▶ Objetivo:
Retome o texto abaixo sobre a terra natal e seus causos e continue-o logo após a última frase apresentada.

Adão de Souza
Ribeiro
Amo por demais a minha terra
natal. Lá é um farto celeiro de causos trágicos ou pitorescos. Uns vão para o
esquecimento, em razão da fragilidade, porém, outros se tornam lendas haja
vista a sua veracidade, segundo os velhos moradores do lugarejo. Os
conterrâneos juram de pé junto, que o fato ou cena aconteceu. Dão detalhes ao
descreverem a cena e quem bota assunto, se sente parte da estória.
Não é por acaso, que estudiosos do
mundo inteiro, almejam estudar o povo e os remotos causos, ali ocorridos.
Ninguém melhor do que os caboclos da terrinha, para imortalizarem o que até
hoje, permanece vivo no imaginário do cotidiano guaimbeense. Talvez seja por
essa razão, que trago na veia, o gosto pelas longas narrativas e dissertações,
reais ou não. Peço escusas pelo atrevimento, mas gosto do que faço e me deleito
com isso.

▶ Trechos da listagem:
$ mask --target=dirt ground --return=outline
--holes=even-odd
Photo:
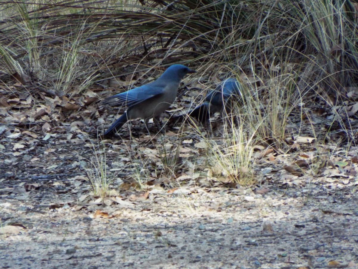
[[[289,186],[189,184],[171,193],[122,190],[103,202],[91,197],[86,173],[75,165],[81,151],[59,143],[39,142],[37,164],[29,160],[31,150],[20,157],[3,151],[1,268],[327,268],[358,263],[354,184],[299,177],[303,184]],[[56,173],[43,170],[53,165]]]
[[[102,140],[96,128],[118,112],[101,110],[96,93],[62,100],[40,94],[38,102],[6,89],[1,268],[357,267],[357,147],[343,138],[349,127],[358,140],[355,110],[346,122],[327,123],[337,117],[308,100],[310,121],[290,116],[291,150],[256,149],[255,183],[243,188],[208,175],[194,132],[171,127],[149,136],[134,121],[134,138],[125,128]],[[178,98],[166,120],[200,94],[185,90],[191,95]],[[342,118],[356,104],[342,105]],[[313,126],[324,144],[312,138]],[[158,157],[163,148],[180,150],[175,175]],[[91,182],[101,167],[111,180],[102,198]]]

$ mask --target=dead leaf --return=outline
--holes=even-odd
[[[106,218],[108,216],[108,213],[106,212],[102,212],[100,209],[97,209],[93,215],[93,218]]]
[[[303,144],[310,144],[315,140],[314,137],[309,137],[304,136],[299,136],[296,139],[296,143]]]
[[[21,232],[20,229],[17,226],[13,225],[6,225],[3,227],[0,227],[0,233],[5,234],[10,233],[13,235],[18,235]]]

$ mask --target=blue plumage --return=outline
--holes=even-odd
[[[115,133],[130,119],[144,119],[147,129],[148,121],[152,118],[158,123],[160,114],[175,100],[180,80],[188,73],[195,72],[182,65],[173,65],[155,81],[105,99],[104,104],[124,105],[128,108],[106,131],[105,135]]]

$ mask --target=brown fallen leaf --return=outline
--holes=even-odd
[[[93,215],[93,218],[106,218],[108,217],[108,213],[106,212],[102,212],[100,209],[96,211]]]
[[[314,137],[299,136],[296,140],[296,142],[302,144],[310,144],[315,140]]]
[[[287,172],[295,176],[300,176],[302,174],[301,173],[300,173],[297,171],[296,168],[291,165],[286,165],[284,167],[284,169]]]
[[[261,159],[264,157],[265,156],[267,156],[270,153],[271,153],[274,152],[273,148],[267,148],[266,150],[264,150],[263,151],[261,151],[259,152],[256,152],[255,154],[254,154],[253,157],[257,159]]]
[[[6,225],[3,227],[0,227],[0,234],[18,235],[20,232],[20,229],[16,226]]]

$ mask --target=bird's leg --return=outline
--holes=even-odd
[[[153,118],[153,121],[161,132],[164,133],[165,133],[165,128],[164,126],[162,126],[162,123],[163,123],[160,121],[160,115],[157,116],[156,117]]]
[[[148,132],[148,133],[149,135],[150,135],[150,132],[149,132],[149,129],[148,128],[148,122],[149,121],[149,119],[146,119],[144,120],[144,125],[145,125],[145,128],[147,129],[147,131]]]

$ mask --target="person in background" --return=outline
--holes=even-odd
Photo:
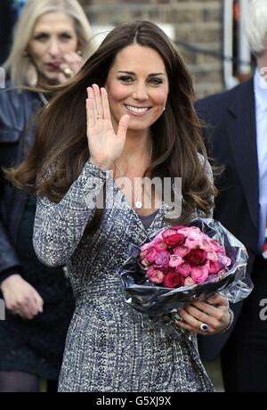
[[[254,291],[233,305],[235,326],[223,335],[199,338],[202,358],[221,351],[226,391],[267,391],[267,2],[253,0],[247,39],[257,61],[254,77],[197,102],[210,127],[209,153],[224,172],[217,182],[218,219],[247,247]],[[265,238],[265,239],[264,239]],[[264,248],[265,243],[265,248]],[[232,332],[231,332],[232,330]]]
[[[20,163],[34,144],[35,117],[47,103],[20,86],[66,83],[90,55],[91,29],[76,0],[28,0],[4,63],[0,93],[0,168]],[[14,87],[15,86],[15,87]],[[0,174],[0,289],[7,309],[0,322],[0,391],[38,391],[56,381],[74,301],[62,266],[51,268],[32,245],[36,197]]]
[[[117,275],[130,242],[171,224],[162,198],[138,186],[142,176],[163,184],[182,176],[182,214],[172,225],[197,209],[210,214],[214,191],[192,101],[167,36],[149,21],[121,24],[43,110],[33,151],[8,173],[38,193],[36,254],[49,266],[67,263],[74,289],[60,391],[213,391],[196,334],[162,337],[126,304]],[[113,201],[99,207],[103,186]],[[177,325],[201,334],[231,319],[221,296],[180,314]]]

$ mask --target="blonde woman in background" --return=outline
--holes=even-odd
[[[47,267],[35,255],[35,196],[14,189],[2,173],[28,152],[34,117],[47,102],[47,95],[18,86],[67,82],[93,51],[91,37],[77,0],[28,0],[4,63],[9,79],[0,93],[0,297],[6,307],[6,320],[0,322],[1,392],[38,391],[40,378],[57,381],[74,307],[63,268]]]

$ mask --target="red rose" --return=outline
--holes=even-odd
[[[163,279],[163,286],[166,288],[178,288],[181,286],[179,274],[175,271],[170,271]]]
[[[206,251],[200,249],[191,250],[190,253],[187,255],[184,259],[190,265],[205,265],[206,261]]]
[[[165,238],[165,242],[168,246],[182,245],[184,242],[184,235],[182,234],[174,234]]]

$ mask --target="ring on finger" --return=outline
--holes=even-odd
[[[209,325],[206,324],[201,324],[199,326],[200,331],[202,332],[207,332],[209,329]]]

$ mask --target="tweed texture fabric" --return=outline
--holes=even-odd
[[[67,264],[76,299],[59,390],[213,391],[196,338],[163,338],[149,317],[125,303],[117,275],[130,242],[139,245],[168,226],[165,205],[145,229],[113,184],[112,206],[99,229],[85,234],[106,178],[109,171],[87,161],[61,202],[38,199],[35,250],[44,264]]]

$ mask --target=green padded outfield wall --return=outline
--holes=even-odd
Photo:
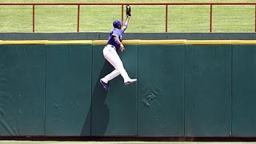
[[[231,133],[231,45],[186,46],[185,135]]]
[[[255,137],[256,45],[233,46],[232,135]]]
[[[256,41],[0,41],[1,136],[256,137]]]
[[[138,136],[184,134],[185,45],[138,46]]]
[[[100,78],[114,70],[103,57],[104,46],[94,45],[93,49],[91,134],[137,135],[137,85],[125,86],[119,75],[110,82],[108,91],[102,89]],[[126,53],[119,54],[130,77],[137,78],[138,46],[126,46]]]
[[[0,46],[0,135],[44,135],[46,46]]]
[[[91,45],[46,45],[46,135],[90,135]]]

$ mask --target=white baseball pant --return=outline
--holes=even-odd
[[[128,76],[128,74],[125,70],[122,62],[121,61],[121,58],[118,54],[114,46],[112,45],[106,45],[103,49],[103,55],[115,70],[102,78],[101,79],[102,81],[107,83],[109,81],[116,78],[119,74],[122,75],[124,82],[130,80],[130,78]]]

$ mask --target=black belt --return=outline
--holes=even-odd
[[[115,47],[114,47],[114,46],[113,46],[113,45],[109,45],[109,46],[110,46],[113,47],[114,50],[116,50]]]

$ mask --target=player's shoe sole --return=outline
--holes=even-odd
[[[125,82],[125,85],[127,86],[127,85],[130,85],[131,83],[135,83],[137,82],[137,79],[130,79],[130,81],[127,81]]]
[[[109,87],[108,83],[106,83],[106,82],[104,82],[102,81],[102,80],[100,80],[99,82],[101,82],[101,84],[102,85],[103,88],[104,88],[106,90],[109,90],[110,87]]]

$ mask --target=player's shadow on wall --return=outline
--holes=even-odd
[[[113,66],[107,61],[105,61],[101,73],[96,80],[95,86],[92,87],[93,91],[90,110],[89,110],[86,119],[83,124],[80,134],[81,136],[105,135],[110,121],[110,109],[105,103],[107,91],[102,87],[99,80],[110,73],[113,70]],[[88,134],[88,130],[90,130],[90,134]]]

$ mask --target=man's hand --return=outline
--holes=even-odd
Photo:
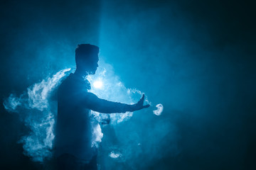
[[[150,105],[149,105],[149,104],[143,106],[144,98],[145,98],[145,95],[143,94],[142,98],[138,101],[138,103],[134,104],[134,110],[141,110],[142,108],[148,108],[148,107],[150,106]]]

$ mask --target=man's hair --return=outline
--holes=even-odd
[[[75,62],[78,65],[81,61],[93,60],[92,55],[98,54],[100,49],[96,45],[90,44],[78,45],[75,49]]]

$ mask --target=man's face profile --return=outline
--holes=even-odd
[[[90,54],[86,55],[87,56],[83,60],[83,61],[80,63],[80,67],[82,68],[84,73],[87,73],[89,74],[95,74],[98,67],[98,61],[99,57],[98,54]],[[86,60],[85,60],[86,59]]]

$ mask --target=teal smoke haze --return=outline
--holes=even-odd
[[[70,72],[70,69],[60,70],[52,77],[44,79],[40,83],[35,83],[29,86],[27,91],[19,96],[10,94],[4,103],[6,110],[18,113],[23,123],[29,128],[30,132],[21,137],[18,142],[23,144],[24,154],[31,157],[35,162],[42,162],[46,159],[51,158],[55,137],[54,125],[57,115],[57,103],[52,96],[56,93],[58,85]],[[100,67],[95,75],[87,76],[86,79],[92,84],[90,91],[104,99],[133,104],[139,101],[142,95],[139,90],[126,88],[120,79],[114,74],[112,66],[104,62],[100,62]],[[151,103],[146,96],[145,104],[147,103]],[[162,106],[161,104],[159,105]],[[162,111],[159,110],[159,108],[156,110],[158,113]],[[156,110],[153,110],[154,114]],[[152,110],[148,110],[147,112]],[[110,126],[115,127],[115,125],[129,120],[134,115],[129,112],[110,115],[95,111],[91,113],[93,126],[92,144],[97,147],[99,147],[104,136],[100,126],[104,119],[109,118]],[[131,131],[130,133],[134,134],[134,132]],[[137,140],[137,142],[139,142],[139,139]],[[110,145],[111,146],[111,144]],[[127,153],[137,152],[136,147],[128,149],[124,147],[122,151],[118,148],[118,146],[112,147],[112,151],[109,154],[110,157],[119,160],[122,158],[122,160],[124,161],[129,156]]]

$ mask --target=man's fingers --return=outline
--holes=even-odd
[[[145,98],[145,95],[143,94],[142,98],[140,99],[140,101],[144,101],[144,98]]]

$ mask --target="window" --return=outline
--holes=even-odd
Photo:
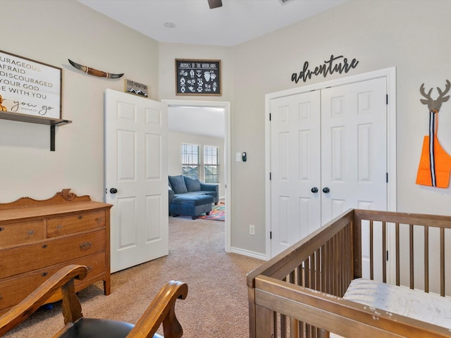
[[[217,146],[204,146],[204,180],[205,183],[219,182]]]
[[[182,174],[190,177],[199,177],[199,146],[182,144]]]

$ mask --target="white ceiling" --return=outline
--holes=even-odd
[[[207,0],[78,1],[161,42],[235,46],[348,0],[222,0],[214,9]]]
[[[235,46],[265,35],[349,0],[78,0],[158,42]],[[175,24],[173,28],[165,23]],[[223,109],[171,107],[169,129],[223,137]]]

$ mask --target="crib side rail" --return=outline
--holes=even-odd
[[[256,328],[257,338],[272,337],[268,332],[273,329],[271,326],[274,314],[290,318],[292,323],[307,323],[304,329],[291,325],[284,332],[278,330],[273,336],[277,337],[329,337],[329,332],[362,338],[449,337],[448,329],[378,311],[358,303],[266,276],[256,278],[255,295],[259,323]]]
[[[369,242],[364,242],[363,247],[370,248],[370,275],[362,275],[362,259],[356,259],[356,277],[450,295],[445,258],[451,246],[451,217],[360,209],[354,209],[354,237],[361,238],[357,232],[367,227]],[[382,239],[381,242],[374,239],[377,236]],[[354,246],[354,257],[362,257],[362,247]],[[375,262],[379,263],[377,268]],[[388,275],[391,277],[388,279]],[[433,277],[431,283],[430,276]]]
[[[285,283],[335,296],[344,294],[354,277],[353,219],[352,211],[344,213],[248,274],[251,337],[256,337],[257,327],[261,330],[265,327],[268,330],[265,337],[271,337],[271,334],[279,337],[278,331],[280,337],[288,337],[285,334],[290,330],[292,332],[293,330],[297,332],[301,329],[295,329],[295,327],[305,325],[305,323],[288,320],[284,315],[276,318],[278,315],[269,310],[256,313],[255,280],[257,277],[271,277]],[[288,324],[287,321],[289,322]],[[308,330],[312,329],[309,327]]]

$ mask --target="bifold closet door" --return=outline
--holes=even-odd
[[[387,210],[385,78],[321,90],[321,221]]]
[[[271,256],[350,208],[387,210],[386,80],[271,100]]]
[[[271,253],[321,225],[321,92],[271,100]]]

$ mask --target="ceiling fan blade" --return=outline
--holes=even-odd
[[[209,0],[209,6],[210,6],[210,9],[222,7],[223,1],[222,0]]]

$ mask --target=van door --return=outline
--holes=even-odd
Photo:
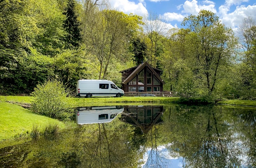
[[[99,96],[110,96],[110,87],[108,83],[100,83]]]
[[[111,96],[114,96],[118,91],[118,88],[114,84],[110,84],[110,94]]]

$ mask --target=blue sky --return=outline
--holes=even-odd
[[[200,9],[211,11],[222,23],[235,30],[242,19],[251,16],[256,20],[255,0],[109,0],[112,7],[129,14],[145,16],[156,14],[167,20],[169,28],[181,28],[185,17],[197,15]]]

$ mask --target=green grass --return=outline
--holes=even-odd
[[[253,100],[231,100],[221,101],[218,102],[217,104],[256,107],[256,101]]]
[[[57,125],[60,128],[65,127],[63,123],[57,120],[7,103],[0,103],[0,141],[30,134],[35,125],[45,129],[49,125]]]
[[[0,102],[4,102],[5,101],[10,101],[19,103],[30,103],[33,98],[31,96],[0,96]]]
[[[121,98],[71,98],[74,102],[75,107],[86,106],[93,104],[95,106],[99,105],[108,105],[117,104],[129,104],[129,103],[154,103],[165,104],[178,103],[179,98],[167,98],[163,97],[121,97]]]

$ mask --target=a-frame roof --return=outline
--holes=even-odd
[[[152,73],[153,73],[153,75],[155,75],[155,76],[160,81],[160,82],[162,83],[163,84],[165,84],[165,82],[163,81],[163,80],[161,78],[161,77],[158,75],[157,74],[157,73],[155,72],[155,70],[154,69],[155,68],[153,68],[151,66],[150,66],[150,65],[147,62],[144,62],[143,64],[140,64],[139,65],[137,66],[137,68],[133,71],[133,72],[131,74],[131,75],[128,76],[126,79],[125,79],[124,81],[123,82],[123,83],[124,84],[127,84],[127,83],[128,83],[129,82],[131,81],[131,80],[135,76],[136,76],[136,75],[139,72],[140,72],[145,67],[145,66],[146,66],[147,68],[148,68],[148,69],[151,71]],[[136,66],[135,66],[134,67],[132,68],[135,68]],[[131,69],[131,68],[129,68],[129,69]],[[158,69],[157,69],[158,70]],[[159,70],[162,71],[162,70],[161,69],[159,69]],[[124,70],[124,71],[125,70]],[[121,72],[123,72],[124,71],[121,71]]]

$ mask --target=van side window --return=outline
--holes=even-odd
[[[110,85],[111,86],[111,88],[112,89],[117,89],[117,87],[114,84],[110,84]]]
[[[109,84],[99,84],[99,88],[102,89],[108,89],[109,88]]]
[[[100,114],[99,115],[99,119],[108,119],[109,115],[107,114]]]

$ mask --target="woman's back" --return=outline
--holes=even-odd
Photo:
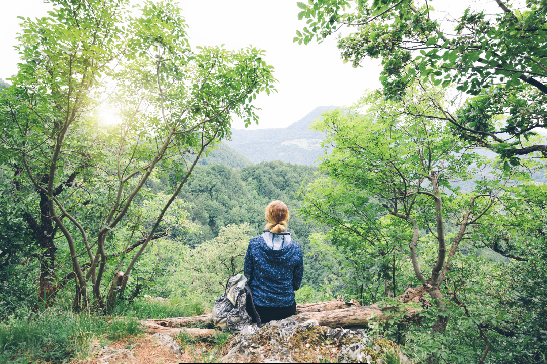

▶ Resultado do exercício:
Tenho fresca na memória, a estória
de que os varões eram portadores de uma virilidade invejada. O apetite sexual
despertado na puberdade transitava pela vida, indo desembocar no nonagenário
ano de existência. Contadores de causos exageram ao dizer que alguns cruzaram a
barreiras do século. Tenho lá minhas dúvidas, mas o que é contado com fé e convencimento
de veracidade merece ser respeitado. Por isso, ouso contar aqui, com toda
simplicidade e espero que deem credibilidade.
Quem se sentia honradas de nascerem
ou residirem ali e prometiam não se apartarem do lugar, eram as fêmeas. Afinal de contas, diziam que toda mulher
nasceu para ser amada e desejada. Não bastava ser esposa, dona de casa e
genitora, tinha que ser cortejada pelo macho da espécie. Boa parte da população
é descendente de famílias vindas das cabeceiras (região norte do país) e, por
isso, com fogo danado de desejo. Gente de sangue no zóio.
Três varões do lugarejo
despertavam curiosidade dos demais. Mesmo sendo octogenários, ainda tinham uma
fome voraz pelos desejos da carne. Como os pratos servidos pelas esposas, não
bastavam para saciá-los, saiam em busca de concubinas. Orações, simpatias e
benzimentos, realizados pelas esposas ultrajadas, de nada valiam e apenas
aumentavam a angústia de se sentirem incapazes de prenderem seus machos em casa. À noite, enquanto eles
saiam à caça, elas afogavam as mágoas com o travesseiro.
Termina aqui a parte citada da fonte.